> Reading passage:
A team of researchers has taken the next step in regenerative medicine, creating the first 3D-printed ovaries, using gelatin as the printer’s “ink.”
If that weren’t remarkable enough, the team also successfully implanted the ovaries into mice that were then able to ovulate, become pregnant and give birth to pups.
The revolutionary technology has so far been tested only in mice, but the research team hopes a similar technique could one day be developed for women and girls who have lost their fertility after cancer treatment, to allow them the chance to become pregnant.
The 3D-printed ovary was created by an all-female medical and engineering research team at Northwestern University.
Researchers at the Women's Health Research Institute at the university’s Feinberg School of Medicine wanted to create some kind of prosthetic ovary, or ”bioprosthesis.” The ovary needed to be able to house immature eggs as well as create follicles, which are the support cells surrounding an egg cell produce hormones needed for ovulation.
But they didn’t know how to create the actual ovary structure. So they turned to engineers from the university’s McCormick School of Engineering who offered to build an ovarian “scaffold” using a 3D printer.
For the printer’s “ink,” the team used gelatin, which is made from broken-down collagen – our bodies’ most abundant protein that gives structure to our skin, muscles, bones and more.
The gelatin was spun into filaments of hydrogel, which were laid into grids that were then interlocked together into a scaffold-like structure.
The hydrogel needed to be porous enough to naturally integrate into the mouse's body tissues, while also strong enough to support itself, since many water-based hydrogels collapse in on themselves.
After seeding the gelatin scaffolds with ovarian follicles, the team implanted the prosthetic ovaries into mice that had had their ovaries removed.
The mice successfully ovulated, became pregnant through natural mating with male mice, and gave birth to healthy pups, says Monica Laronda, the co-lead author of this research and a former post-doctoral fellow at Feinberg.
“The pups were healthy enough to be nurtured by this mom. She was able to produce milk and that process requires hormones from ovarian tissue... These pups grew to be able to either sire or become pregnant, so they were able to produce multiple generations,” she told CTV News Channel.
The researchers say the key to their success was the ovary’s grid-like structure, which allowed room for the egg cells to mature, as well as for blood vessels to form within the implant, thus enabling hormones to circulate within the mouse’s bloodstream.
The full results of the project are published in Nature Communications.
Teresa K. Woodruff, the director of the Women's Health Research Institute at Feinberg, says the project shows that it may one day be possible to bioengineer ovaries for humans.
Laronda said the idea would be to create ovaries that would could be used through every stage of the woman’s life -- puberty through a natural menopause, and give hope to kids who have survived cancer but are having trouble restoring their fertility.
“A successful bioprosthetic ovary would benefit patients with disorders of sex development… and the significant number of pediatric cancer patients who are at increased risk of hormone insufficiencies and difficulties getting pregnant,” she said.
She added we’re still years from that, “but I hope if we meet again in five years, we’ll be much closer.”

(Records drawn from a dataset)
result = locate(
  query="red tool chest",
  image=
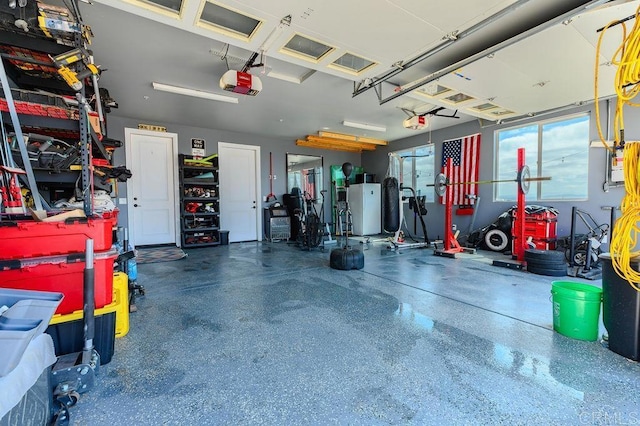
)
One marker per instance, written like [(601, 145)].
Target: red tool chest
[(541, 225), (62, 274)]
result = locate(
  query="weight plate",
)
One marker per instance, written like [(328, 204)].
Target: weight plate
[(523, 179), (440, 184)]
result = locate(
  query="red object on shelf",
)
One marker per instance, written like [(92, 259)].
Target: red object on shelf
[(28, 238), (63, 274), (464, 211), (541, 227), (100, 162)]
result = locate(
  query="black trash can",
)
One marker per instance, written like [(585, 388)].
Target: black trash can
[(224, 238), (621, 310)]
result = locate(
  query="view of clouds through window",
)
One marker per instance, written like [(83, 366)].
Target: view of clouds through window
[(558, 149)]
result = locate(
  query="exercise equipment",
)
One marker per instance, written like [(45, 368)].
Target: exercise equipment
[(310, 229), (346, 257), (391, 204), (442, 187), (393, 201)]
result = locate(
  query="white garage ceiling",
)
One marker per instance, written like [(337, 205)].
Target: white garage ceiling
[(550, 66)]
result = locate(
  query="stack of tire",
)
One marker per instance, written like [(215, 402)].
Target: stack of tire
[(546, 262)]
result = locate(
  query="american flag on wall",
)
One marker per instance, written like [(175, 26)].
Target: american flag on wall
[(465, 155)]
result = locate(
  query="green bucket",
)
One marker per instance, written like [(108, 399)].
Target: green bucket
[(576, 309)]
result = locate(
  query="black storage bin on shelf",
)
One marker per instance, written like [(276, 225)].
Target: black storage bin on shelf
[(224, 238), (620, 310)]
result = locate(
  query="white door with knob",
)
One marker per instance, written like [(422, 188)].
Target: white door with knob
[(151, 190), (240, 208)]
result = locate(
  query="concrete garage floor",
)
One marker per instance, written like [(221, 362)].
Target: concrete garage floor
[(264, 333)]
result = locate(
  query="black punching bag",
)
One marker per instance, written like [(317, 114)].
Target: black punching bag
[(391, 204), (347, 168)]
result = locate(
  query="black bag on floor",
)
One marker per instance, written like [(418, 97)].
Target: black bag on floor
[(346, 259)]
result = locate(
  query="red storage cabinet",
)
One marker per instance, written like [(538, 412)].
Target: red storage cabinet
[(28, 238), (63, 274), (541, 226)]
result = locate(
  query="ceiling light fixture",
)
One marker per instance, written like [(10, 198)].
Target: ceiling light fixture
[(194, 93), (364, 126)]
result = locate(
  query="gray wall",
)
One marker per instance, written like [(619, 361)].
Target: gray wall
[(376, 162), (277, 147)]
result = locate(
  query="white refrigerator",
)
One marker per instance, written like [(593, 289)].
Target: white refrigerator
[(366, 208)]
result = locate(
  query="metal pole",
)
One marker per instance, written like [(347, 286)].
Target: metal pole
[(448, 208), (572, 237), (518, 235), (89, 303)]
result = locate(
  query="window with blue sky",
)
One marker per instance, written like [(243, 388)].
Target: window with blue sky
[(558, 149), (418, 169)]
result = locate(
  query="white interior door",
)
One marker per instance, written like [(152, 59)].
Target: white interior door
[(239, 191), (151, 191)]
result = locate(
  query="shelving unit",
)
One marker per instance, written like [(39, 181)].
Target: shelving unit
[(42, 110), (199, 204)]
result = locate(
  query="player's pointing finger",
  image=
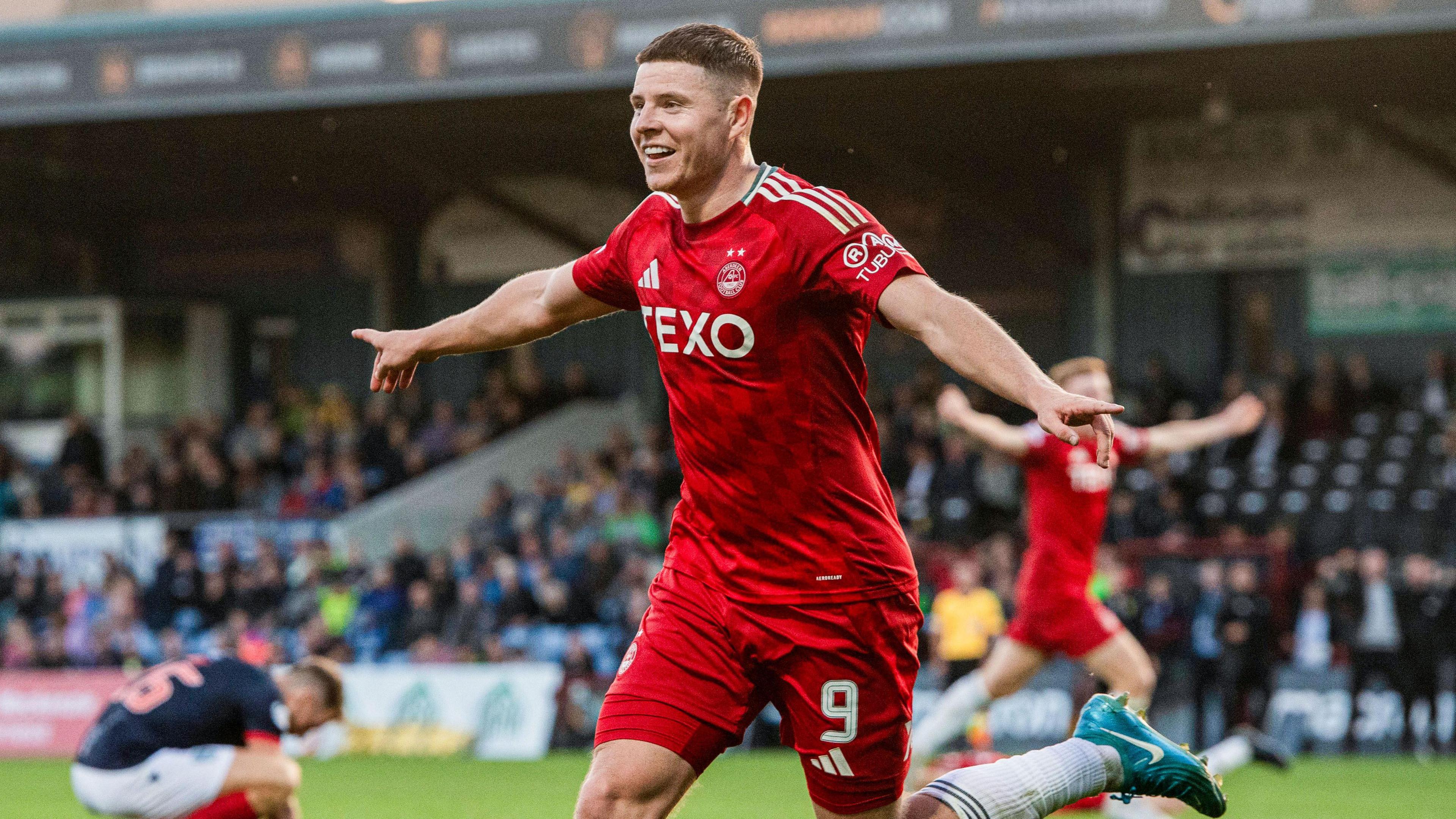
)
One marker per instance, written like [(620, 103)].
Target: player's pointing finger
[(1103, 424)]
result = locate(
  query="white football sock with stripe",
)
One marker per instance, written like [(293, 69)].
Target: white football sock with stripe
[(953, 712), (1030, 786), (1229, 755)]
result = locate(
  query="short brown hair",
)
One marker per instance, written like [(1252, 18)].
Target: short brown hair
[(712, 49), (322, 674), (1074, 368)]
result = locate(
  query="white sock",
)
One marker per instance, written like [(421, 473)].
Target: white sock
[(953, 712), (1030, 786), (1229, 755)]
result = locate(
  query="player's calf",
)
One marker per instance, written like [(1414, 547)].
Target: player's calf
[(267, 782)]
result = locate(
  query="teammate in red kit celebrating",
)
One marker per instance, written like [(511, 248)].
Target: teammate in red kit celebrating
[(787, 578), (1066, 508)]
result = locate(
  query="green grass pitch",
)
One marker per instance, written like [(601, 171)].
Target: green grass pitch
[(762, 784)]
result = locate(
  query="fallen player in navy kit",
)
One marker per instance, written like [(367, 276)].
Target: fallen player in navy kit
[(199, 739)]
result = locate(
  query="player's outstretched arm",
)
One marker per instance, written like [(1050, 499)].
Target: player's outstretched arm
[(991, 431), (526, 308), (973, 344), (1241, 417)]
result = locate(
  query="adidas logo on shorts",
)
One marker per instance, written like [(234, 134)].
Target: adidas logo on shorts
[(833, 764)]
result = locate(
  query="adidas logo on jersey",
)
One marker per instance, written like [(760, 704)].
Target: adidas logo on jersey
[(650, 280), (833, 764)]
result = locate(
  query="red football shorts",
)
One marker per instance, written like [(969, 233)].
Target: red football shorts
[(1069, 623), (704, 665)]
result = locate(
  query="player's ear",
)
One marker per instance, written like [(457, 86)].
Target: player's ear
[(740, 113)]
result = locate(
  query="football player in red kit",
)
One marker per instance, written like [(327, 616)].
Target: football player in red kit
[(1066, 508), (787, 576)]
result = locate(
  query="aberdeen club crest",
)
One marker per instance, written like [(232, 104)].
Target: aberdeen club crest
[(731, 277)]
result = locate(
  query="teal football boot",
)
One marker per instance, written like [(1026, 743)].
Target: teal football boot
[(1152, 764)]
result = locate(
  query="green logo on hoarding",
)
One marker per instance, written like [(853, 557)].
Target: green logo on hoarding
[(417, 707), (501, 713)]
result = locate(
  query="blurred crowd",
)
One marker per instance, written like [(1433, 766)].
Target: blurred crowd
[(287, 457), (576, 552)]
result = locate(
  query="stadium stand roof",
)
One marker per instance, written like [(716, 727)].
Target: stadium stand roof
[(248, 56)]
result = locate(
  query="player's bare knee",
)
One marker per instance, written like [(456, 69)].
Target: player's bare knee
[(268, 800), (286, 776), (608, 796), (921, 806)]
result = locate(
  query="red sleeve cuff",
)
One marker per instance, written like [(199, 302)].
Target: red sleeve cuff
[(874, 292)]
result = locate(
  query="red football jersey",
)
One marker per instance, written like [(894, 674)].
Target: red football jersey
[(759, 318), (1066, 505)]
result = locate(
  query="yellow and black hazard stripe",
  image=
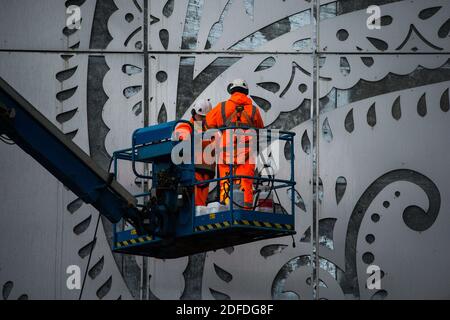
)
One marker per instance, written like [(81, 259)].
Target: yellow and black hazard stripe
[(264, 224), (213, 226), (134, 241)]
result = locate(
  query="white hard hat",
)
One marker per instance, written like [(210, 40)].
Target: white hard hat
[(202, 107), (237, 83)]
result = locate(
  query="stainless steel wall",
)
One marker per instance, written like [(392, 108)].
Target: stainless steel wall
[(369, 106)]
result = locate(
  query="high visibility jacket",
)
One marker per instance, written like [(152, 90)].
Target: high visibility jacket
[(184, 131), (235, 112)]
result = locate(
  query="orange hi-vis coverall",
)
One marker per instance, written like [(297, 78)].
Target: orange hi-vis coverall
[(236, 111), (203, 172)]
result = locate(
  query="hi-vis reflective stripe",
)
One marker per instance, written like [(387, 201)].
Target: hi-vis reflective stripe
[(134, 241), (245, 223)]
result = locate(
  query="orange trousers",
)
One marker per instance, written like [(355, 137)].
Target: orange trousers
[(246, 185), (201, 190)]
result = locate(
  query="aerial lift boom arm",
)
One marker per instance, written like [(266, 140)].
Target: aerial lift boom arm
[(41, 139)]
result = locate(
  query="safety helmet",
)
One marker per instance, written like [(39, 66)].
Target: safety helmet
[(202, 107), (238, 85)]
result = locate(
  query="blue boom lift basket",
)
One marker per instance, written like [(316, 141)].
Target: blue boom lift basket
[(185, 233)]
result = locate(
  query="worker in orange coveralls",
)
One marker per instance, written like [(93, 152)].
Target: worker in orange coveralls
[(237, 111), (203, 171)]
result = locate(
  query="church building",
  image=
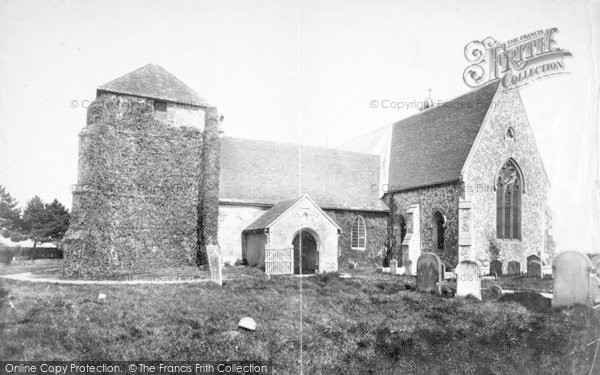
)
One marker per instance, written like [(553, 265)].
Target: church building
[(158, 182)]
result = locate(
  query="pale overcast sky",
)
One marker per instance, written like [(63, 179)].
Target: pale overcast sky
[(277, 69)]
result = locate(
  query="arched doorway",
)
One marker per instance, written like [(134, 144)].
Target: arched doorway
[(438, 231), (305, 242)]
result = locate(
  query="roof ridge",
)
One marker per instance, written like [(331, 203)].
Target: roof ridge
[(155, 82), (430, 109), (302, 145)]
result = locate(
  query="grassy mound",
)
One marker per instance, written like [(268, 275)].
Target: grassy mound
[(351, 326)]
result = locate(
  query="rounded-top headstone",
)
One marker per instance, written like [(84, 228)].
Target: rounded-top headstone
[(248, 324), (495, 291)]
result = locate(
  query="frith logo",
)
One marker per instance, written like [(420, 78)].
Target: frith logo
[(517, 62)]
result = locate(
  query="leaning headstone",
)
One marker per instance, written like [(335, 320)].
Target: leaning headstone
[(496, 268), (595, 289), (571, 271), (534, 266), (467, 279), (495, 291), (429, 273), (534, 269), (513, 268), (215, 262)]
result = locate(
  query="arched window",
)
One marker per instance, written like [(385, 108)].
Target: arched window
[(358, 236), (509, 189), (439, 229), (510, 133)]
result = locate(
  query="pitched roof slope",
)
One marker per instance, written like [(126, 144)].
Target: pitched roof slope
[(266, 219), (153, 81), (262, 172), (431, 147)]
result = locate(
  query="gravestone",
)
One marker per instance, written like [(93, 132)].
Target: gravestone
[(571, 271), (429, 273), (467, 279), (530, 300), (513, 268), (534, 266), (495, 291), (215, 262), (496, 268), (595, 289)]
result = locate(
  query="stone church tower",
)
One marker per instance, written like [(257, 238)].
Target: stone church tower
[(147, 192)]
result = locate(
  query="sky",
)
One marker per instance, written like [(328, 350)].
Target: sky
[(303, 71)]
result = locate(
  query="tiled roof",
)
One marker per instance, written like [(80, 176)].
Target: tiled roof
[(261, 172), (272, 214), (153, 81), (431, 147)]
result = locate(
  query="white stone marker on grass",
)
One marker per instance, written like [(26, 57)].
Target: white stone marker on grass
[(467, 279), (571, 271), (595, 289), (215, 263)]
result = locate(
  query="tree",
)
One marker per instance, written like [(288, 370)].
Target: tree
[(36, 221), (11, 225), (59, 220)]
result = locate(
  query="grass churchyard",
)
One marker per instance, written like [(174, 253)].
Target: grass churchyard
[(369, 323)]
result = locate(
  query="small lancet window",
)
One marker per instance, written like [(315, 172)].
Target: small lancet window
[(510, 133)]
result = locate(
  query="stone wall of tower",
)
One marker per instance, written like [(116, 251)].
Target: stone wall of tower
[(136, 204)]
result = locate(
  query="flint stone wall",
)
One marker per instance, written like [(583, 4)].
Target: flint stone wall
[(490, 152), (135, 205), (442, 198), (376, 224)]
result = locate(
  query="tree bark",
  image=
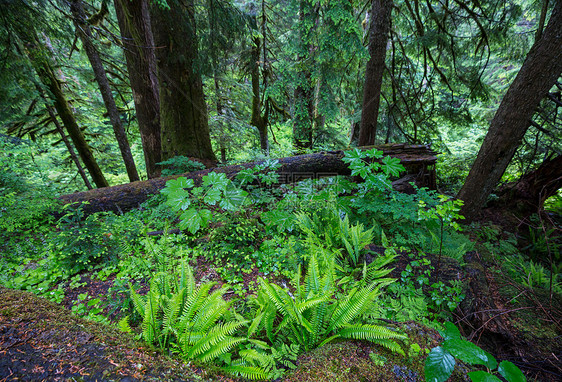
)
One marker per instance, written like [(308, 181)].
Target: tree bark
[(85, 35), (183, 111), (47, 76), (303, 126), (138, 45), (69, 147), (538, 74), (378, 37), (259, 119), (528, 194), (417, 159)]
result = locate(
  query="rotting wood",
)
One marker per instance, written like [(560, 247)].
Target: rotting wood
[(419, 161)]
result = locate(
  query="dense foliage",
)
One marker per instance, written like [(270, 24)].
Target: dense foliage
[(240, 272)]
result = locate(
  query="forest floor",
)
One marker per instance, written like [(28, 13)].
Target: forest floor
[(44, 341)]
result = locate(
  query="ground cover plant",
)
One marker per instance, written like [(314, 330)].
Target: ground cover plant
[(255, 279), (256, 188)]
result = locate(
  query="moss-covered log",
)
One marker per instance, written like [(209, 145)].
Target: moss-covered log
[(419, 161)]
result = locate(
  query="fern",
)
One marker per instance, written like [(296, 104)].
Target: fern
[(250, 372), (313, 316)]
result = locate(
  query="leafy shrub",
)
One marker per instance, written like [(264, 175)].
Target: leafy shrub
[(313, 316), (81, 244), (440, 362), (180, 165)]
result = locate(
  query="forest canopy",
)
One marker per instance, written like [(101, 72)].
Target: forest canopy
[(309, 143)]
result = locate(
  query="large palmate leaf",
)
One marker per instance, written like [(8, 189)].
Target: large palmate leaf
[(511, 372), (439, 365), (193, 220), (468, 352)]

> Tasks to complete:
1) Answer these questions from the article on 3D-printed ovaries:
(a) What did the team use as the printer's "ink"?
(b) Engineers from which school offered to build the ovarian "scaffold"?
(c) In which publication are the full results of the project published?
2) Please write out the part of the article on 3D-printed ovaries starting at "The researchers say" and ending at "in Nature Communications.", and change "grid-like" to "lattice-like" in it.

> Exercise responses:
1)
(a) Gelatin
(b) The university's McCormick School of Engineering
(c) Nature Communications

2)
The researchers say the key to their success was the ovary’s lattice-like structure, which allowed room for the egg cells to mature, as well as for blood vessels to form within the implant, thus enabling hormones to circulate within the mouse’s bloodstream.
The full results of the project are published in Nature Communications.